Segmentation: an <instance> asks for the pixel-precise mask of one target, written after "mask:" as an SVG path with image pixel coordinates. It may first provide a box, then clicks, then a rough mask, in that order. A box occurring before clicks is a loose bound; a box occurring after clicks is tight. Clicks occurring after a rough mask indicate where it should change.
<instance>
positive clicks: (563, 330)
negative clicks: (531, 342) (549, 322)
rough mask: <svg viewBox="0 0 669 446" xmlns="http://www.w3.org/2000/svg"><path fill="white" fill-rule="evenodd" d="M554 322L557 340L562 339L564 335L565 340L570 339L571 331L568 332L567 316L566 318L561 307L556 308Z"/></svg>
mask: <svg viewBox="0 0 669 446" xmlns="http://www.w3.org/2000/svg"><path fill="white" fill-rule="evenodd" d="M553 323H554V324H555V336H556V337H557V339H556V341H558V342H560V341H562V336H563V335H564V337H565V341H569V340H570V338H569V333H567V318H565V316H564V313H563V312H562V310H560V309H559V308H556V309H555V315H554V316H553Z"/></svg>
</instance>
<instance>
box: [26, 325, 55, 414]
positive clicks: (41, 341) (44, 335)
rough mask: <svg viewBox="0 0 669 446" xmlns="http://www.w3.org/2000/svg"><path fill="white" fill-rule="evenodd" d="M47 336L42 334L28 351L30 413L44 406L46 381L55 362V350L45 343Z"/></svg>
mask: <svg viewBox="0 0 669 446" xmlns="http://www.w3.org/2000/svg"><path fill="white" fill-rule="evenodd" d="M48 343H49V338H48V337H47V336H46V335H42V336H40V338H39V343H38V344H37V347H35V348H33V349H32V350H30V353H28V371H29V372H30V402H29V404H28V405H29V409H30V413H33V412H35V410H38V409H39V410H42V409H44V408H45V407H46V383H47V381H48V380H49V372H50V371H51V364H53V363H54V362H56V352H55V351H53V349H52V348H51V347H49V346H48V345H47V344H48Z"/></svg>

**Work to complete**
Copy every line of the data above, changing nothing.

**Your solution**
Segmentation: an <instance> asks for the pixel-precise mask of one target, written after "mask:" as an SVG path with image pixel coordinates. It may first provide a box, then clicks, then a rough mask, in that order. A box occurring before clicks is a loose bound; a box occurring after clicks is tight. Clicks occurring after a rough mask indicate where it should change.
<instance>
positive clicks: (563, 330)
negative clicks: (531, 342) (549, 322)
rough mask: <svg viewBox="0 0 669 446" xmlns="http://www.w3.org/2000/svg"><path fill="white" fill-rule="evenodd" d="M554 322L557 340L562 339L564 335L565 340L570 339L571 331L568 332L567 316L566 318L561 307L556 308Z"/></svg>
mask: <svg viewBox="0 0 669 446" xmlns="http://www.w3.org/2000/svg"><path fill="white" fill-rule="evenodd" d="M553 323H554V324H555V336H556V337H557V339H556V341H558V342H560V341H562V336H563V335H564V337H565V341H569V340H570V338H569V333H567V318H565V316H564V313H563V312H562V310H560V309H559V308H556V309H555V315H554V316H553Z"/></svg>
</instance>
<instance>
box: [26, 325, 55, 414]
positive clicks: (41, 341) (44, 335)
rough mask: <svg viewBox="0 0 669 446" xmlns="http://www.w3.org/2000/svg"><path fill="white" fill-rule="evenodd" d="M47 336L42 334L28 351L30 413L44 406L46 381L55 362V350L45 343Z"/></svg>
mask: <svg viewBox="0 0 669 446" xmlns="http://www.w3.org/2000/svg"><path fill="white" fill-rule="evenodd" d="M48 343H49V338H48V337H47V336H46V335H42V336H40V338H39V343H38V344H37V347H35V348H33V349H32V350H30V353H28V371H29V372H30V402H29V404H28V405H29V409H30V413H33V412H35V410H38V409H39V410H42V409H44V408H45V407H46V383H47V381H48V380H49V372H50V371H51V364H53V363H54V362H56V352H55V351H53V349H52V348H51V347H49V346H48V345H47V344H48Z"/></svg>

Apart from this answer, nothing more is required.